- REQUIRED TASK
Put the lines of the rows below into a Markdown table with the columns No. and Line, starting at the line containing "Query: stove burner stand" and ending at the line containing "Give the mask of the stove", both included. Number each line, and leave out any blank lines.

- INPUT DATA

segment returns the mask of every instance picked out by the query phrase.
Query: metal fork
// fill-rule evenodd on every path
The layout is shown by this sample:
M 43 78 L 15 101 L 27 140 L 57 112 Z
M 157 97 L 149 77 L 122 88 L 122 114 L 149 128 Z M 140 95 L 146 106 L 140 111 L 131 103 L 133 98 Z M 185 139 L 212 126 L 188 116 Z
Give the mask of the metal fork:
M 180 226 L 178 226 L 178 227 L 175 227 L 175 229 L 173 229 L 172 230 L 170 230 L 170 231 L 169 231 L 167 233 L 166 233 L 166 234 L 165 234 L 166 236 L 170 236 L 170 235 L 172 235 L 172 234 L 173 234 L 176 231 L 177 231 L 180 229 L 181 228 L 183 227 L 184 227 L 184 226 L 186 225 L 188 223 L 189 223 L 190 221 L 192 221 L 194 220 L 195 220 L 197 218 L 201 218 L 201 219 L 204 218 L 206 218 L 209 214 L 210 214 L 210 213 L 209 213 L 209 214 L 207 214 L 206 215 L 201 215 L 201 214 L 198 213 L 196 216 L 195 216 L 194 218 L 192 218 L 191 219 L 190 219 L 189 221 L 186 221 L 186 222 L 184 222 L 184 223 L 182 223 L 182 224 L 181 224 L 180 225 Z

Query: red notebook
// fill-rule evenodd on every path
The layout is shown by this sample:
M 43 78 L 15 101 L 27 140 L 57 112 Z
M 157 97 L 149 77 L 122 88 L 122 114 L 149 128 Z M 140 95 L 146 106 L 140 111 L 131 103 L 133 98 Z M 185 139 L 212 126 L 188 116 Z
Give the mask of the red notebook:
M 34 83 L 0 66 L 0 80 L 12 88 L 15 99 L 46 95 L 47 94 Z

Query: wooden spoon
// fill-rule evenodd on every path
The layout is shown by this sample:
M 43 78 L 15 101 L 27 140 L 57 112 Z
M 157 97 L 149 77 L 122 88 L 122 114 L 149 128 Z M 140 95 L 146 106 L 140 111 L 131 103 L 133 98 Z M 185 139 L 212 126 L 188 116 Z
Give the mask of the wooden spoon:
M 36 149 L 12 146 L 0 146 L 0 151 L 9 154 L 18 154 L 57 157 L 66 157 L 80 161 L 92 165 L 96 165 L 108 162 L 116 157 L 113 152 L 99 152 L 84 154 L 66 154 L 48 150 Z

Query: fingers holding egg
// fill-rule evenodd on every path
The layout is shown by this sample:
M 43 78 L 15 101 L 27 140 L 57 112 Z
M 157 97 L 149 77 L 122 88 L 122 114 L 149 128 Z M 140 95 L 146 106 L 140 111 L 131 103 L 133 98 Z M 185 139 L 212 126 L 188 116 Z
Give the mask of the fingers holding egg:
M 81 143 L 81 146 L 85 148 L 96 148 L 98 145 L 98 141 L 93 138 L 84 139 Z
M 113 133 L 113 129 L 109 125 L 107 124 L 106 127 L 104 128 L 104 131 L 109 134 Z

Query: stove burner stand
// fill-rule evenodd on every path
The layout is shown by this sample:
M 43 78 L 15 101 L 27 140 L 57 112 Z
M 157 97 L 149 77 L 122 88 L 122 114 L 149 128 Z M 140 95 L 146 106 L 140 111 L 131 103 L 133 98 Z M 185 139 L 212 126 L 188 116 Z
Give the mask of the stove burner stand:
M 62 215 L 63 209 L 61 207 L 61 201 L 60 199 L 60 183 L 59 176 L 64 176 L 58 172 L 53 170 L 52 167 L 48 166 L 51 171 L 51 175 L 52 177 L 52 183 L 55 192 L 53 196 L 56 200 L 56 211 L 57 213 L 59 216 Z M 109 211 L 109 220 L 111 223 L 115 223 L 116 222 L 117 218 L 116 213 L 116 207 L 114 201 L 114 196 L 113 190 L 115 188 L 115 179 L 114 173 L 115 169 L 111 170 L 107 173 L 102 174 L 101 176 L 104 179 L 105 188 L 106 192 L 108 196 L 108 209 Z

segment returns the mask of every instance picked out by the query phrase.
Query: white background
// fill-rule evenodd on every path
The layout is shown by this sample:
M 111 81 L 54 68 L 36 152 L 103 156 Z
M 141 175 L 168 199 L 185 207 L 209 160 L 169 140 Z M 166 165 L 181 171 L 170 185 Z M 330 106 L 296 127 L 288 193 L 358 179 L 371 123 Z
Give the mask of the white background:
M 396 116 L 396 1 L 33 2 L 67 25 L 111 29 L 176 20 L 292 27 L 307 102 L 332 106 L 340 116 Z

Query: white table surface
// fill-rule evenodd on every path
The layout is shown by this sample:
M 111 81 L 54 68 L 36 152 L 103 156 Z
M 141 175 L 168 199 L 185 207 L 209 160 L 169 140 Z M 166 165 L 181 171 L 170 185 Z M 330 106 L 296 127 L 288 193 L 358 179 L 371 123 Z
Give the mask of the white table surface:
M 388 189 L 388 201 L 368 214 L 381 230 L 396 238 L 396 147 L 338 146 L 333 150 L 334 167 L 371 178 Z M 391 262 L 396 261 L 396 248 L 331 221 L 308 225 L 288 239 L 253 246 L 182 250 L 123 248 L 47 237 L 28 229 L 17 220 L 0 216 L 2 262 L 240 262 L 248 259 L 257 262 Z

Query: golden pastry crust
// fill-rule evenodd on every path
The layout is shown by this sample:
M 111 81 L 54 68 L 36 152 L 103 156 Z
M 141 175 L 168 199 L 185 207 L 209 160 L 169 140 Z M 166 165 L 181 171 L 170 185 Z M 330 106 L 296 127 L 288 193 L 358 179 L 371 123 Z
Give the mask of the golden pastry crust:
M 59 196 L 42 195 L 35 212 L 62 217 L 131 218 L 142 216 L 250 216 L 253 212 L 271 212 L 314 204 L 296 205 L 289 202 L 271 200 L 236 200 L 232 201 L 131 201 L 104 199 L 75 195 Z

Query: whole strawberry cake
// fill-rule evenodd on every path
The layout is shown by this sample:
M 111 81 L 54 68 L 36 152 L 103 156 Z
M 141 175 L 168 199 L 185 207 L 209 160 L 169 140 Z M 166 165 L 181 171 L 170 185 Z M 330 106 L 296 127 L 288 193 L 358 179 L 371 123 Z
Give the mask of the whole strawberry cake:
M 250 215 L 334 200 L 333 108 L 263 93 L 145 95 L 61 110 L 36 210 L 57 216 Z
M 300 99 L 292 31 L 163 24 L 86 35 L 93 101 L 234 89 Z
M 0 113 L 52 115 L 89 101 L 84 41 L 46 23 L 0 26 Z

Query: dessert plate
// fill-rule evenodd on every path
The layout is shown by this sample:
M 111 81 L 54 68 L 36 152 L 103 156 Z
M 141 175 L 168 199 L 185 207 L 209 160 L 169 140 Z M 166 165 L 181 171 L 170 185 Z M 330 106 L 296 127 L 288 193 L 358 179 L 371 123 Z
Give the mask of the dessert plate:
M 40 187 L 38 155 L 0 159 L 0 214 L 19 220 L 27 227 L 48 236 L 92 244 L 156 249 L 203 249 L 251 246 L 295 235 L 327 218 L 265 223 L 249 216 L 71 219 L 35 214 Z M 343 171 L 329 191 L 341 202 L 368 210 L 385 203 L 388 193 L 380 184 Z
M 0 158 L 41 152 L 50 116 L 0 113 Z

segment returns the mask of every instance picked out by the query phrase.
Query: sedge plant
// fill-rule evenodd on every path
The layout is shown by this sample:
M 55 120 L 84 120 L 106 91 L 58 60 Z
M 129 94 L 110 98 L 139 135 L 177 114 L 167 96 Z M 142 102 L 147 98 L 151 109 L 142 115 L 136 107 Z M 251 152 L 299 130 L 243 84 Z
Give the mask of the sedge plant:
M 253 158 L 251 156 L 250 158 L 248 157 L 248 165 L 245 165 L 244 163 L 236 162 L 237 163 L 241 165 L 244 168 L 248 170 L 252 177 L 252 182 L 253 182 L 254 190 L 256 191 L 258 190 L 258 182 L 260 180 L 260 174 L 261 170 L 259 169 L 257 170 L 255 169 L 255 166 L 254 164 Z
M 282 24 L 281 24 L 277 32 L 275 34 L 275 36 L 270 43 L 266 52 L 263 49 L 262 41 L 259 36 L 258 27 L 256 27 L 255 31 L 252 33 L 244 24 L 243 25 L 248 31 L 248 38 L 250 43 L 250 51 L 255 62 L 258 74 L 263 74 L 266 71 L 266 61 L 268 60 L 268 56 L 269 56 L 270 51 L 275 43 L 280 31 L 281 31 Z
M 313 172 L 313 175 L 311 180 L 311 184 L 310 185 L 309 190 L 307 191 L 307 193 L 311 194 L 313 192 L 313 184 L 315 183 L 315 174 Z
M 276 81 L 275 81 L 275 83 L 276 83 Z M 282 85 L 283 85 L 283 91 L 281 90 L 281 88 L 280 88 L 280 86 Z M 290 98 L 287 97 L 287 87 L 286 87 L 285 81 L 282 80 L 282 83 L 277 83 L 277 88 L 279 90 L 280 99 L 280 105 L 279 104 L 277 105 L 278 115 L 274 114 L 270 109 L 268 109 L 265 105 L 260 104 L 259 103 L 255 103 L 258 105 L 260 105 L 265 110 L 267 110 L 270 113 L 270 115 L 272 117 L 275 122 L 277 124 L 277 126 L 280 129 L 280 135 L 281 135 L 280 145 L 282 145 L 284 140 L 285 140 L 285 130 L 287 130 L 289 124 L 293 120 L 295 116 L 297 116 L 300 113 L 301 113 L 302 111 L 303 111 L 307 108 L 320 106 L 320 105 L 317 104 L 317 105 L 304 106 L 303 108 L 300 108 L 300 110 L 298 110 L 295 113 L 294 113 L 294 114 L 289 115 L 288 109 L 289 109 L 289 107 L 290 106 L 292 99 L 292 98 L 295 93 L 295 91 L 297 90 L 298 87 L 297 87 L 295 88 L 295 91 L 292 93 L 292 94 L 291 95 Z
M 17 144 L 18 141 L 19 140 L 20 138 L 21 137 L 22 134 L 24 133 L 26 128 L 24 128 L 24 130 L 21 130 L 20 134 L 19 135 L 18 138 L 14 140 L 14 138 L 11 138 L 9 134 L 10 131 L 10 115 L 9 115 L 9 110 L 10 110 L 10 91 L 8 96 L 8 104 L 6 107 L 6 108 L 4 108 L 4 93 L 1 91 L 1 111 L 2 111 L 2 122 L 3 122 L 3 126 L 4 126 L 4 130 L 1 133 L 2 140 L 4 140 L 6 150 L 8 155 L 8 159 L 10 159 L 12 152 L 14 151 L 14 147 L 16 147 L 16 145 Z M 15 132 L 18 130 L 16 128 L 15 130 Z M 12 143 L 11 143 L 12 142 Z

- ANSWER TO THE PROBLEM
| No. | Line |
|---|---|
| 1 | Query: stove burner stand |
| 2 | // fill-rule evenodd on every path |
| 3 | The layout is shown by this sample: |
| 4 | M 43 78 L 15 101 L 27 140 L 57 112 Z |
| 5 | M 157 97 L 149 77 L 122 88 L 122 114 L 149 128 Z M 140 95 L 146 106 L 140 111 L 131 103 L 133 98 Z M 185 139 L 212 126 L 188 116 Z |
| 6 | Give the mask of the stove burner stand: |